# [WHAT IS BEING ASKED]
Reproduce every line of the records below, word for word and in the same order.

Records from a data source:
══════

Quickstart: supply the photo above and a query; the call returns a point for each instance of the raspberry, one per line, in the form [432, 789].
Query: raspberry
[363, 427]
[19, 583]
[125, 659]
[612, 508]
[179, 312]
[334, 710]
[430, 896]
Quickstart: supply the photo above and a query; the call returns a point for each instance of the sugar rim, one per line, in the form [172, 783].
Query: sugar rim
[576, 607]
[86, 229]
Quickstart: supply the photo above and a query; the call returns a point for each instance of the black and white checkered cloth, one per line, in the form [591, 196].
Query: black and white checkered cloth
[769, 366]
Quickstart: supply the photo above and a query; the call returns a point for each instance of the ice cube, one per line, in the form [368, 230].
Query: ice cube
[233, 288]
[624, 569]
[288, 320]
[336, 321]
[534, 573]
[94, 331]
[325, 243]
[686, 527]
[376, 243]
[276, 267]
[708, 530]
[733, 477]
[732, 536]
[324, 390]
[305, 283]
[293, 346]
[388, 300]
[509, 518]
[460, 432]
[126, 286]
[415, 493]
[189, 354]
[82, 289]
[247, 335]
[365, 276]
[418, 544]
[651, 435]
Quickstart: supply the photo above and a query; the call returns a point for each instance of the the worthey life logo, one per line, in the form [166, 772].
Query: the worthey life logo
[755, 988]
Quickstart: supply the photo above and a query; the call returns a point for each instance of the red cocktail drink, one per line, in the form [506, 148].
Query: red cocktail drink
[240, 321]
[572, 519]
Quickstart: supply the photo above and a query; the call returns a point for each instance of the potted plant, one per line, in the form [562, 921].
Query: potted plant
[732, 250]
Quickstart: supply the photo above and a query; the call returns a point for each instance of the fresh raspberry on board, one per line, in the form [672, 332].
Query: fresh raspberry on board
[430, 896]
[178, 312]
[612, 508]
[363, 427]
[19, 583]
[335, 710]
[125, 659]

══════

# [FULL SOLUTION]
Quickstart: supply the photo above and a query; the call returns a point for each instance of the raspberry, one per line, in the form [432, 789].
Query: raspberry
[363, 427]
[19, 583]
[125, 659]
[612, 508]
[179, 312]
[334, 710]
[430, 896]
Quickstart: supply the photo above and a query; the call returns a point for each instance of the sugar rim, one per line, in the form [172, 783].
Query: sugar rim
[576, 607]
[86, 229]
Quickstart: supply the photo above and a query; the call returns a point for each instance of the black and white checkered cloth, one per line, in the form [591, 196].
Query: black and white checkered cloth
[769, 366]
Quickstart: supply the photo above and a query; the call returns a point for each instance of the ice cube, one per line, in the form [368, 230].
Query: ice cube
[233, 288]
[624, 569]
[288, 320]
[336, 321]
[534, 573]
[94, 331]
[325, 243]
[686, 527]
[376, 243]
[276, 267]
[708, 530]
[733, 477]
[732, 536]
[324, 390]
[305, 283]
[293, 346]
[388, 300]
[509, 518]
[460, 432]
[126, 286]
[415, 493]
[189, 354]
[82, 289]
[247, 335]
[365, 276]
[418, 544]
[651, 435]
Quickstart: supply the photo above and a query; the call returns a point for each instance of the the worthey life logo, one per line, in the form [166, 772].
Query: the worthey life logo
[755, 988]
Quickstart: supply the photo above and a query; the call returns a point for each instance of the red cocktail drink, one per line, in the form [506, 148].
Query: red cocktail drink
[240, 321]
[572, 519]
Quickstart: supply the photo above and a query; the call returns a point for each instance of the potted plant, one per line, in the form [562, 921].
Query: potted plant
[732, 250]
Quickstart: supply the photo above and a query; the call returns a point for each instance of the fresh raspberry on board, one per line, in the form [672, 332].
Query: fresh raspberry on board
[430, 896]
[178, 312]
[612, 508]
[363, 427]
[19, 583]
[335, 710]
[125, 659]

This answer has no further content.